+++ Task material

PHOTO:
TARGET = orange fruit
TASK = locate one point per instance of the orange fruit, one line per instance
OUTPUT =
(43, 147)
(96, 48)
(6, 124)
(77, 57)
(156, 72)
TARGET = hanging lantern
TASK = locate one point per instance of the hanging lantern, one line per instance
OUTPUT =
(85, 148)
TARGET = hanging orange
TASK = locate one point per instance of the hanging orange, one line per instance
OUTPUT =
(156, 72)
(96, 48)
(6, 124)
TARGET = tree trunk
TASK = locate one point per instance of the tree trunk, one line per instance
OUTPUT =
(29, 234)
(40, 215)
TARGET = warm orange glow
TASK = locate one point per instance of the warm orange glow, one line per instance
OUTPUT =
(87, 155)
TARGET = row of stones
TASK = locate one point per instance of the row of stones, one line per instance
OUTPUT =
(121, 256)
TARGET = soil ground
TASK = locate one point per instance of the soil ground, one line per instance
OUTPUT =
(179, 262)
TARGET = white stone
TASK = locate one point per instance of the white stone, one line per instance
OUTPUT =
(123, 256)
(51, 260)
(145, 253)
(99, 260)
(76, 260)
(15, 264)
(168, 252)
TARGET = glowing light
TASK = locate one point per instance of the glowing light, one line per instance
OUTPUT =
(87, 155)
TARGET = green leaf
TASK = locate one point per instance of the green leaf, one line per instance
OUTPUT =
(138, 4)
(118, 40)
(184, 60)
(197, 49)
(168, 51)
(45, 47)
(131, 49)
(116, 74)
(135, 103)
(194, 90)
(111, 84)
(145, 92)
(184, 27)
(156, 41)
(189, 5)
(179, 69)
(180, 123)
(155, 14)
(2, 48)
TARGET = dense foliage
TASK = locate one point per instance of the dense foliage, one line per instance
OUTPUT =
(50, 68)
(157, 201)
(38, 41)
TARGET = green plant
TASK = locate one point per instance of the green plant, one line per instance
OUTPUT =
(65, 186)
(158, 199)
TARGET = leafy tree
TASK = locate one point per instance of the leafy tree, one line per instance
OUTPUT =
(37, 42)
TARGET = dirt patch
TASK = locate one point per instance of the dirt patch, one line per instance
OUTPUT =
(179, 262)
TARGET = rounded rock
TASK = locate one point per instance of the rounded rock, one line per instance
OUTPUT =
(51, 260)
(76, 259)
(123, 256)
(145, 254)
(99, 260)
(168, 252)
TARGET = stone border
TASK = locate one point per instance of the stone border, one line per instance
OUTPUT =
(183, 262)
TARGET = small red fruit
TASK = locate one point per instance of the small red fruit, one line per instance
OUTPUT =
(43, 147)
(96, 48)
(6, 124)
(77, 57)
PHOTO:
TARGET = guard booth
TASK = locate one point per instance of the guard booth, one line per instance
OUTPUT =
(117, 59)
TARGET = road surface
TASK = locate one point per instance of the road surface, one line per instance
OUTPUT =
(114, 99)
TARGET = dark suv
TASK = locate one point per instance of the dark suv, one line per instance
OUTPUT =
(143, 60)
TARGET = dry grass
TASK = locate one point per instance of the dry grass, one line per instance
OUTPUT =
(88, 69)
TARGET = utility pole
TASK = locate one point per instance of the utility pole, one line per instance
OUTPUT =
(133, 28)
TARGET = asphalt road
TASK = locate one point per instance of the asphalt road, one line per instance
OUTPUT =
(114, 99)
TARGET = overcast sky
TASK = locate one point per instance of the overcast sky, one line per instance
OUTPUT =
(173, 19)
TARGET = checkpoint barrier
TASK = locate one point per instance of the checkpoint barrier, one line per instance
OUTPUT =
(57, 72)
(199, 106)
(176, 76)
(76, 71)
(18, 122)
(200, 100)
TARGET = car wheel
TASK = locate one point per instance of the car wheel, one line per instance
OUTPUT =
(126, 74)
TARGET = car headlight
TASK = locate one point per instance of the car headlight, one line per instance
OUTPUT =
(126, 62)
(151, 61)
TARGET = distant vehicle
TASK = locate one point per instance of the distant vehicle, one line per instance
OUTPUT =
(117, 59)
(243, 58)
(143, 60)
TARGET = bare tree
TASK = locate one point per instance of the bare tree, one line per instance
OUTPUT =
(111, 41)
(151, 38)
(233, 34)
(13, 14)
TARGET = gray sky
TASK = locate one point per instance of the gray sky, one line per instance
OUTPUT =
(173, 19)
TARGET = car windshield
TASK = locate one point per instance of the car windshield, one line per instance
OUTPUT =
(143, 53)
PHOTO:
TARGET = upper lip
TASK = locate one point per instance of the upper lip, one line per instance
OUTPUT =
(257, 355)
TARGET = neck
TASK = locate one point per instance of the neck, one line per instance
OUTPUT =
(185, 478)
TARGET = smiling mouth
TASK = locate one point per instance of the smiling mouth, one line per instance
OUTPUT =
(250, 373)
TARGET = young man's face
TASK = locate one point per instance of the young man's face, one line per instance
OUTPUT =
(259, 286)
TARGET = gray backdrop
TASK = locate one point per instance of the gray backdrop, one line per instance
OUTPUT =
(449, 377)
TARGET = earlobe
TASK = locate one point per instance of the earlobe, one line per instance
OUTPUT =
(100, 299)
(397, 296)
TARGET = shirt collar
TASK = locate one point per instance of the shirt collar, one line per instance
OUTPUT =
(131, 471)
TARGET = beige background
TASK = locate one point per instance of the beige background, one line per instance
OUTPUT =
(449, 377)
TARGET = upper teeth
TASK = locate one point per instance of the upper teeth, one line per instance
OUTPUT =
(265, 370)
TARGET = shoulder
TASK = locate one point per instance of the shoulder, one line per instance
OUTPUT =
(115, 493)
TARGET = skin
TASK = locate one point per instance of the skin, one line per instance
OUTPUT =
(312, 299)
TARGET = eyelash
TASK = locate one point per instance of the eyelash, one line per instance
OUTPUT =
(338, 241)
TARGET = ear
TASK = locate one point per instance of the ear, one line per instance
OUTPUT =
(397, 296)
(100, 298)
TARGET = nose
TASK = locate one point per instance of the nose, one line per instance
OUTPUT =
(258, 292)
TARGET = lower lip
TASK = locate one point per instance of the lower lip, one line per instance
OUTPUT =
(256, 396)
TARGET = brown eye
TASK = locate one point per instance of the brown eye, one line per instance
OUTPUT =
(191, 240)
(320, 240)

++++++

◆ Your assignment
All of the material needs to be reproduced exactly as it reads.

◆ Output of the task
PHOTO:
TARGET = orange fruit
TASK = locate one point per instance of the orange fruit, one line per instance
OUTPUT =
(43, 147)
(96, 48)
(6, 124)
(77, 57)
(156, 72)
TARGET = hanging lantern
TASK = locate one point per instance of the hanging lantern, one line per instance
OUTPUT =
(85, 148)
TARGET = hanging orange
TASK = locate one point per instance of the hanging orange, one line per instance
OUTPUT =
(156, 72)
(96, 48)
(6, 124)
TARGET = tree trunk
TASK = locate one point per instance of the tree trunk, one line per instance
OUTPUT =
(29, 234)
(40, 215)
TARGET = warm orange glow
TASK = locate one point per instance of the warm orange glow, one line per instance
OUTPUT =
(87, 155)
TARGET = row of stones
TASK = locate one point per instance of the row of stones, one line per instance
OUTPUT =
(121, 256)
TARGET = soil ground
TASK = locate one point per instance of the soil ground, one line per instance
OUTPUT =
(179, 262)
TARGET = white stone
TASK = locate one point per instance of the white stone, one line per instance
OUTPUT =
(123, 256)
(51, 260)
(145, 253)
(99, 260)
(76, 260)
(15, 264)
(168, 252)
TARGET = glowing light
TASK = locate one point per instance of the glowing light, one line per instance
OUTPUT =
(87, 155)
TARGET = green leaf
TASK = locate one point per instance of the green leaf, one line per instance
OUTPUT =
(138, 4)
(118, 40)
(184, 60)
(197, 49)
(168, 51)
(45, 47)
(131, 49)
(116, 74)
(135, 103)
(194, 90)
(111, 84)
(145, 92)
(184, 27)
(156, 41)
(189, 5)
(179, 69)
(180, 123)
(155, 14)
(2, 48)
TARGET = dense foliage
TASK = locate one point per instance of the dense foliage, one line per instance
OUTPUT =
(50, 68)
(157, 201)
(38, 41)
TARGET = green plant
TASK = locate one point per instance of the green plant, one line per instance
OUTPUT =
(65, 186)
(158, 199)
TARGET = leafy tree
TASK = locate one point per instance of the leafy tree, one line per instance
OUTPUT =
(37, 42)
TARGET = dirt patch
TASK = locate one point per instance of the dirt patch, one line per instance
OUTPUT =
(179, 262)
TARGET = rounded rock
TASK = locate one point per instance of the rounded rock, one line per instance
OUTPUT =
(51, 260)
(76, 259)
(123, 256)
(145, 254)
(99, 260)
(168, 252)
TARGET = stone border
TASK = locate one point per instance of the stone border, one line per instance
OUTPUT =
(183, 262)
TARGET = small red fruit
TASK = locate one point per instance of the small red fruit, one line per instance
OUTPUT =
(43, 147)
(96, 48)
(6, 124)
(77, 57)
PHOTO:
TARGET = guard booth
TASK = locate one point per instance of the guard booth, one line per instance
OUTPUT =
(117, 59)
TARGET = road surface
TASK = locate one point per instance of the road surface, one line per instance
OUTPUT =
(114, 99)
TARGET = dark suv
TASK = locate one point per instance of the dark suv, one line per instance
OUTPUT =
(143, 60)
TARGET = dry grass
TASK = locate one point per instance of the dry grass, one line per instance
OUTPUT =
(88, 69)
TARGET = utility pole
TASK = locate one point per instance of the utility pole, one line per instance
OUTPUT =
(133, 28)
TARGET = asphalt road
TASK = locate one point per instance of the asphalt road, one line per instance
OUTPUT =
(114, 99)
TARGET = overcast sky
TASK = locate one point per instance of the overcast sky, one line per instance
OUTPUT =
(173, 19)
TARGET = checkpoint barrier
TASK = locate one point per instance of the checkpoint barrier, one line per instance
OUTPUT =
(57, 72)
(199, 106)
(176, 76)
(76, 71)
(18, 122)
(200, 100)
TARGET = car wheel
TASK = locate one point per instance of the car wheel, one line per instance
OUTPUT =
(126, 74)
TARGET = car headlight
TASK = locate one point per instance of the car headlight, one line per instance
OUTPUT =
(126, 62)
(151, 61)
TARGET = distant vehicle
TASK = locate one point per instance of the distant vehicle, one line per instance
OUTPUT =
(117, 59)
(243, 58)
(143, 60)
TARGET = bare tree
TASK = locate one point per instance of the bare tree, one line per instance
OUTPUT =
(111, 41)
(151, 38)
(233, 34)
(13, 14)
TARGET = gray sky
TASK = locate one point per instance of the gray sky, one line per instance
OUTPUT =
(173, 19)
TARGET = car windshield
TASK = locate one point per instance of the car windshield, one line per instance
OUTPUT =
(143, 53)
PHOTO:
TARGET = upper lip
TASK = locate one point per instance of the upper lip, one line per instance
OUTPUT =
(257, 355)
TARGET = neck
TASK = locate one point per instance of the neck, one line per instance
OUTPUT =
(185, 478)
TARGET = smiling mouth
TASK = locate one point per instance of the smiling mouth, one line per instance
OUTPUT =
(250, 373)
TARGET = young man's face
TASK = locate one point per instance of the young man's face, one line per instance
OUTPUT =
(259, 286)
TARGET = gray backdrop
TASK = locate one point per instance of the gray backdrop, one line per instance
OUTPUT =
(449, 377)
TARGET = earlobe
TASK = locate one point per instance of the earlobe, one line per instance
OUTPUT =
(100, 299)
(397, 296)
TARGET = shirt collar
TASK = locate one point per instance of the shirt collar, one line per instance
OUTPUT =
(131, 471)
TARGET = beige background
TASK = locate one point per instance of the beige background, one line per instance
OUTPUT =
(449, 377)
TARGET = upper teeth
TASK = locate one point per instance of the upper teeth, one line per instance
OUTPUT =
(265, 370)
TARGET = shoulder
TASK = locate one point per instance of the shoulder, one line per instance
OUTPUT =
(115, 493)
TARGET = skin
TASK = locate one point per instance of the skin, one line per instance
OUTPUT =
(312, 299)
TARGET = eyelash
TASK = locate one point per instance of the eyelash, one line per instance
OUTPUT =
(338, 241)
TARGET = ear
TASK = locate one point per instance of the ear, one line per instance
OUTPUT =
(397, 296)
(100, 298)
TARGET = nose
TASK = locate one point per instance of the nose, one line per instance
OUTPUT =
(258, 292)
TARGET = lower lip
TASK = locate one point per instance of the lower lip, one line per instance
OUTPUT =
(256, 396)
TARGET = brown eye
TASK = locate one point per instance of the brown eye, one line per instance
OUTPUT =
(191, 240)
(320, 240)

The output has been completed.